# Information shown

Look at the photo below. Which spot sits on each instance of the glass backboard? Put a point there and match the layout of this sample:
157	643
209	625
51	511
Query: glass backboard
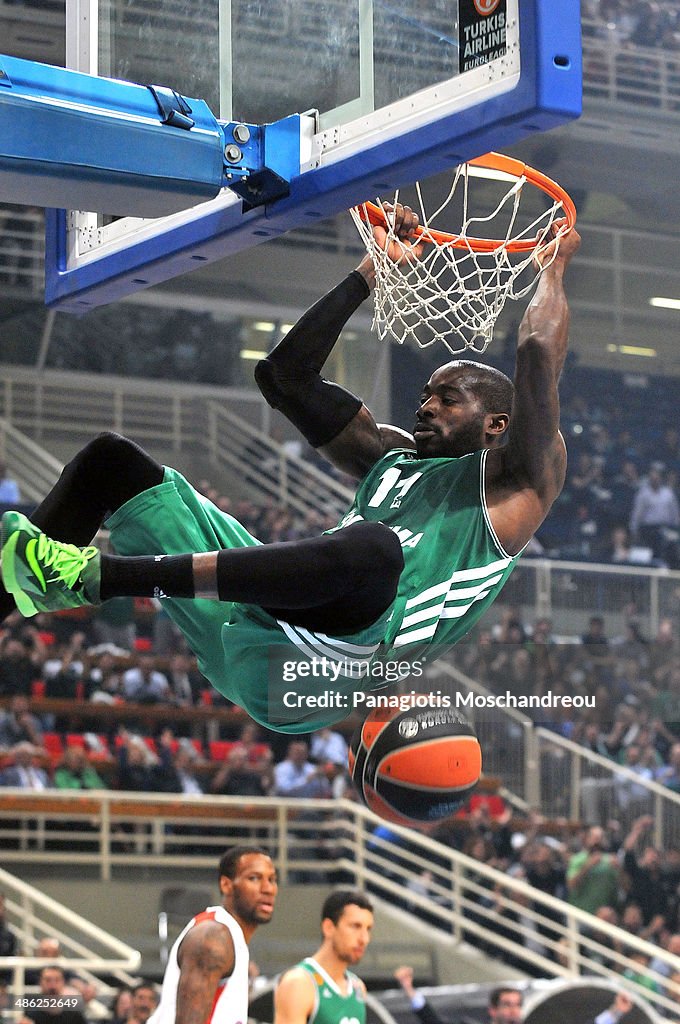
391	91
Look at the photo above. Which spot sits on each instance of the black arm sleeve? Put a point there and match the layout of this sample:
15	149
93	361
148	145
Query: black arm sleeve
290	376
427	1015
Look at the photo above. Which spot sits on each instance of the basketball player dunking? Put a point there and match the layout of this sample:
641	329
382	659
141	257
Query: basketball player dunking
322	989
206	980
439	519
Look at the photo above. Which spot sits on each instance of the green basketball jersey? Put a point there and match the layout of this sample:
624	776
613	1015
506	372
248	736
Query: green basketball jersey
331	1007
455	565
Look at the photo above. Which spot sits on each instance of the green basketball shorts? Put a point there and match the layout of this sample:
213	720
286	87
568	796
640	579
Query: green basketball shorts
287	678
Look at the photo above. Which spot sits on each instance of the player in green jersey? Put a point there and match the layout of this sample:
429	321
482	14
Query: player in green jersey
322	989
294	632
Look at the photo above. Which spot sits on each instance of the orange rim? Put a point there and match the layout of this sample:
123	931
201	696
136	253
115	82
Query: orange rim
492	162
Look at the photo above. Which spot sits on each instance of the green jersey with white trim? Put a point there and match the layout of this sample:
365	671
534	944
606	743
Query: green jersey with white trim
455	565
331	1007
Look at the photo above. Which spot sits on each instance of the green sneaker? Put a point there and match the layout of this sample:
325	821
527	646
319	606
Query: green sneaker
43	574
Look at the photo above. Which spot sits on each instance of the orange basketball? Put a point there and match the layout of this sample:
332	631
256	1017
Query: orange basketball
415	766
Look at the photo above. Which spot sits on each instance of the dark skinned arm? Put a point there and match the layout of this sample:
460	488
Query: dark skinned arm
205	956
331	418
524	477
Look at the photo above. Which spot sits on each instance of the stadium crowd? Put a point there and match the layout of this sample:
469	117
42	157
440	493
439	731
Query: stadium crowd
651	24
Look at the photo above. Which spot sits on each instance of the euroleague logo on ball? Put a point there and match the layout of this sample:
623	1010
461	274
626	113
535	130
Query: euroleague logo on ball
485	7
409	728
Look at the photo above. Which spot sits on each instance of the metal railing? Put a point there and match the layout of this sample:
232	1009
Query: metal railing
570	592
543	771
85	947
222	424
271	470
623	72
464	898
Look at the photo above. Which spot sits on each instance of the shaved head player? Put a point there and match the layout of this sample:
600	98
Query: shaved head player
206	980
439	519
322	989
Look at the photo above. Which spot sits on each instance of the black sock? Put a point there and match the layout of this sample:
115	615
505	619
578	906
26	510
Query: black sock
146	576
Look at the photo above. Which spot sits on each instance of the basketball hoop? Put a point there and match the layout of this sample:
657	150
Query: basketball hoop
455	292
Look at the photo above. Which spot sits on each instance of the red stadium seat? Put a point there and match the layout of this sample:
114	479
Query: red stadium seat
219	749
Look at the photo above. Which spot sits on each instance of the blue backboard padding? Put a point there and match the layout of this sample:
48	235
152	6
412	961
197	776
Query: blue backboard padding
70	137
548	94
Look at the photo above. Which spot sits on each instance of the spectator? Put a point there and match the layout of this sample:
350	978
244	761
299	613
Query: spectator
137	765
183	768
62	672
631	797
182	682
670	774
505	1005
144	684
647	889
615	1013
143	1003
238	778
17	725
75	772
9	493
104	684
18	667
655	516
593	875
122	1005
296	776
24	773
329	747
53	986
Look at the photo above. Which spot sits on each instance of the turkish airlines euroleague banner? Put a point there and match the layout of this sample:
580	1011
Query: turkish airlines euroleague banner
481	32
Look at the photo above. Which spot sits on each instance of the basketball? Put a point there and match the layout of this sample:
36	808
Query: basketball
415	766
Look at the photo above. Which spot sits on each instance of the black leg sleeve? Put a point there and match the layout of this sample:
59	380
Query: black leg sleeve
289	377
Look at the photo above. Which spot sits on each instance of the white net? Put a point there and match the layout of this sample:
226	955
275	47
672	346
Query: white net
454	293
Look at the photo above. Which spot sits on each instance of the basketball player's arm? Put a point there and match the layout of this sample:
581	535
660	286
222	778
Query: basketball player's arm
330	417
526	476
205	956
294	998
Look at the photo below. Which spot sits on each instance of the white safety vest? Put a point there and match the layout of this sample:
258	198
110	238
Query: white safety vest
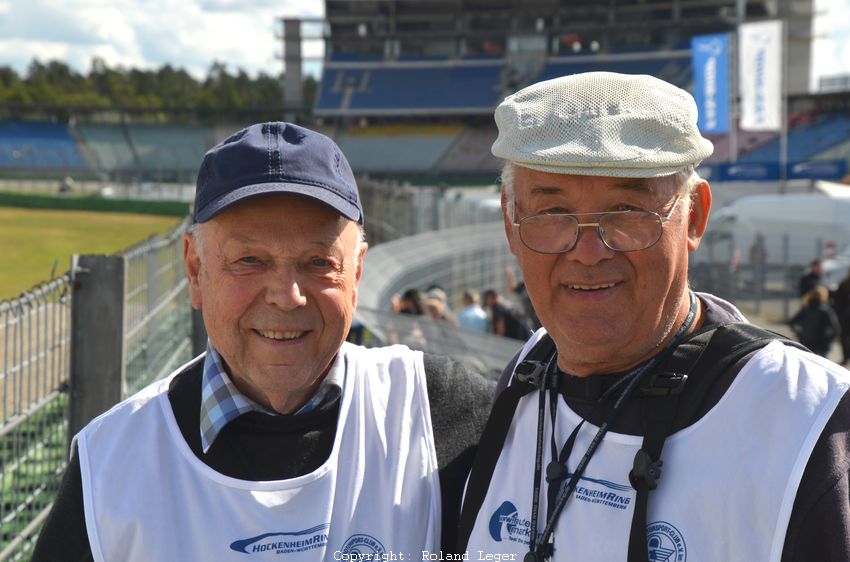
148	498
728	481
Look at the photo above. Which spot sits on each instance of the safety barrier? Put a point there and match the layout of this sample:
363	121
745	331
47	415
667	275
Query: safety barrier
34	352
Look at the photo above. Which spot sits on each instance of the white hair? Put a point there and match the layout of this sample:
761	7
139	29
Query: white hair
684	182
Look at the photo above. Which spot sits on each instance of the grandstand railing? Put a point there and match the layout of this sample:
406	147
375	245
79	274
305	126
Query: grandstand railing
72	348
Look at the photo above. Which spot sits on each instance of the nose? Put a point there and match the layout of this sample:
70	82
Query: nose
589	248
284	291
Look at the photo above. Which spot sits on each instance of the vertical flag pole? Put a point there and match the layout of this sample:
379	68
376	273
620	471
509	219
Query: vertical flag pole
733	97
783	116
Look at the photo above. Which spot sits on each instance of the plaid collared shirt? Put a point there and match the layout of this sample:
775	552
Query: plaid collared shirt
221	401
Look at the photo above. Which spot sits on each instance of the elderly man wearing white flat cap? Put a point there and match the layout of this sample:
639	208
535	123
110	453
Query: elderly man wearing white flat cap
644	421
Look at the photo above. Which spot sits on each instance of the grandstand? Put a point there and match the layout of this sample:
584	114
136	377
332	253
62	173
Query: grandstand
395	69
408	89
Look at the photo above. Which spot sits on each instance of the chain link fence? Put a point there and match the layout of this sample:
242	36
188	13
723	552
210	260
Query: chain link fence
73	347
158	313
34	352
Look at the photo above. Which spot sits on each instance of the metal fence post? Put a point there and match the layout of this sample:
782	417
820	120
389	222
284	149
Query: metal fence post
199	333
97	337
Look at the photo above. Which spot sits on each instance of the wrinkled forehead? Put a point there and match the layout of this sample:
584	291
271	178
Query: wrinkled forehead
531	184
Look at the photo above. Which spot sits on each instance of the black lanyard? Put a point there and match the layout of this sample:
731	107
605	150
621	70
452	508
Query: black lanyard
542	549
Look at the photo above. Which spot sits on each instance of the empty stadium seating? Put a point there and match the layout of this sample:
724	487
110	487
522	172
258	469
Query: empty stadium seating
43	147
146	149
397	149
457	87
109	144
168	148
674	67
806	141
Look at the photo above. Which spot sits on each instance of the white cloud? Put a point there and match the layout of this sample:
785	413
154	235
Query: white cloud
190	34
831	44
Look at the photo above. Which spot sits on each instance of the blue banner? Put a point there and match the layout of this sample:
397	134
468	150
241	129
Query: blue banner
769	171
710	60
818	170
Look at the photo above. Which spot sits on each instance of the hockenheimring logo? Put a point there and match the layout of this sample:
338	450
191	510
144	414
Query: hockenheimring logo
284	542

# Prompt
Repeat exactly, and only, the lines from the one containing "of the plaid" through the end of the material.

# Solution for this task
Look at the photo above. Which spot sits on each instance of the plaid collared shirt? Put a point there and match the layout of this sample:
775	552
Query: plaid collared shirt
221	401
Look at the photo above. Which spot sits on each instance of the elderly man wearing white flat cap? Put a point there and match the layout of this sample:
639	208
535	123
110	453
Query: elderly man wearing white flat cap
644	421
Look at the photo above. Which spot sits on each instance of the grandstand? Put a point there and match the layout of this sample:
584	114
136	377
332	253
62	173
Query: grandstand
395	69
408	89
Look at the photo above. Which spot sits on each instance of the chain link fence? Put a point there and match the layout of this sample:
242	36
188	13
723	552
210	260
Query: chain link fence
73	347
158	313
34	352
Look at the photo above. Which spot sits on each instance of the metal fence post? Put a point there and match the layout of this sample:
782	417
820	120
389	222
284	149
Query: metal fence post
199	333
97	337
Look at the photo above. Which spot sits on each instance of the wrinkled forehead? Put a point there and match the layout of this sample:
584	291
271	178
Query: wrinkled forehead
531	184
Look at the photo above. Which spot sits on each instance of the black lanyard? Put a point there and match the layout of this sample:
731	107
605	150
621	70
452	508
Query: black lanyard
542	549
Look at the photo above. Which spot sits on each instance of the empty stadium seating? Put a point there and match the layout of this sample:
724	487
110	487
522	172
258	469
Query: empty stadium seating
43	147
146	149
397	149
457	87
109	144
168	148
674	67
806	141
Look at the photo above. Which spot sits on each instance of the white cloud? Put a point there and match the layout of this sample:
785	413
154	235
Query: white cloud
190	34
831	44
Look at the photo above. Which spot sits on each instance of the blue banner? Put a point there and match the layout of this sample:
397	134
468	150
241	129
Query: blue banner
769	171
710	60
818	170
Look at the photo above. Which spot sits on each instance of the hockenheimring logo? Put a point there and match the layout of this sample:
338	450
191	510
144	414
Query: hockenheimring logo
284	542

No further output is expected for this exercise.